Task description: Quote each record exactly, please, leaving none out.
Segment Open
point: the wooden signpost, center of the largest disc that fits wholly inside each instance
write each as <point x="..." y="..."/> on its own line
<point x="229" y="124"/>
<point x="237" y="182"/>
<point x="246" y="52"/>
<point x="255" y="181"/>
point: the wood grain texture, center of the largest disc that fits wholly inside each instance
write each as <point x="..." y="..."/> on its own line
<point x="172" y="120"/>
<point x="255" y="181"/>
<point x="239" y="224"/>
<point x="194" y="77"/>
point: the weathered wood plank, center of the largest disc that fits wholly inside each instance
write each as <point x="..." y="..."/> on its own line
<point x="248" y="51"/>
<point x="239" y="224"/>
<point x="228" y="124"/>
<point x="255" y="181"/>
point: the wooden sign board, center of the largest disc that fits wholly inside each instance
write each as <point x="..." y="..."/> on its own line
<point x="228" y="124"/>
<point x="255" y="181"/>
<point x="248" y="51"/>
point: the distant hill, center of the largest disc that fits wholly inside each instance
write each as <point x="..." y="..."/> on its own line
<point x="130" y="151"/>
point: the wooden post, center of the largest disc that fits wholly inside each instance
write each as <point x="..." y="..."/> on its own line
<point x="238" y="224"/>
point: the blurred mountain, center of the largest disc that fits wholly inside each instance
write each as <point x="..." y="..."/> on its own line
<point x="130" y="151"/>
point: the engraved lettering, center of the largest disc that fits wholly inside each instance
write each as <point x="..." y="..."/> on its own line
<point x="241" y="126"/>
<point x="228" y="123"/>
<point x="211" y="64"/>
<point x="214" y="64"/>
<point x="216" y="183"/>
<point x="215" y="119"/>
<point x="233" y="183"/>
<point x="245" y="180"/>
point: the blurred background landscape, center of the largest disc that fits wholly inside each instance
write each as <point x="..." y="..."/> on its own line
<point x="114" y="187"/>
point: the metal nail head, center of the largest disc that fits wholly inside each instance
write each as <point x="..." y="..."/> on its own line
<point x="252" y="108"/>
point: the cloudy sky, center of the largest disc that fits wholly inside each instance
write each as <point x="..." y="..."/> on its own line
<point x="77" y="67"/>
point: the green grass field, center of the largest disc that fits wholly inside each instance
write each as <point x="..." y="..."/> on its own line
Segment Closed
Answer section:
point: the wooden signpost, center of the largest disc that fits wholly inside each instance
write each as <point x="..." y="..."/> on its own line
<point x="229" y="124"/>
<point x="237" y="182"/>
<point x="246" y="52"/>
<point x="255" y="181"/>
point: the wood grain texture, center of the largest disc that fits wholly inside each instance
write each as <point x="..." y="..."/> on its own line
<point x="172" y="120"/>
<point x="255" y="181"/>
<point x="239" y="224"/>
<point x="194" y="77"/>
point: the weathered wood plank, center of the largest disc that fits wholly inside each instance
write each as <point x="..." y="..."/> on its own line
<point x="248" y="51"/>
<point x="239" y="224"/>
<point x="228" y="124"/>
<point x="255" y="181"/>
point: the wooden sign board, center of the largest disc that fits wholly inside each instance
write each as <point x="..." y="..."/> on its own line
<point x="228" y="124"/>
<point x="255" y="181"/>
<point x="248" y="51"/>
point: the distant hill, center of the largest disc that fits wholly inside each instance
write each as <point x="..." y="..."/> on its own line
<point x="130" y="151"/>
point: the wooden post, center of the largest disc that fits wholly inside each instance
write each as <point x="..." y="..."/> on its own line
<point x="238" y="224"/>
point: the blurred mountain, center of the largest disc that fits wholly inside each instance
write each as <point x="..." y="..."/> on its own line
<point x="130" y="151"/>
point: the engraved lettering, center of the largest disc that fits wholly inside each instance
write each as <point x="..." y="..."/> on its own line
<point x="241" y="126"/>
<point x="228" y="123"/>
<point x="211" y="64"/>
<point x="214" y="64"/>
<point x="216" y="183"/>
<point x="215" y="119"/>
<point x="233" y="183"/>
<point x="245" y="180"/>
point: the blurred background landscape, center of the largest disc that fits wholly inside each instance
write each as <point x="..." y="..."/> on its own line
<point x="114" y="187"/>
point: the metal nail head, center of the largest disc that fits wholly inside each instance
write each as <point x="..." y="..."/> on its own line
<point x="252" y="108"/>
point: the cloudy sky, center of the largest disc that fits wholly inside each instance
write each as <point x="..." y="..."/> on its own line
<point x="77" y="67"/>
point: the green grass field, center of the largest disc that fits wholly inside each instance
write each as <point x="..." y="..."/> on its own line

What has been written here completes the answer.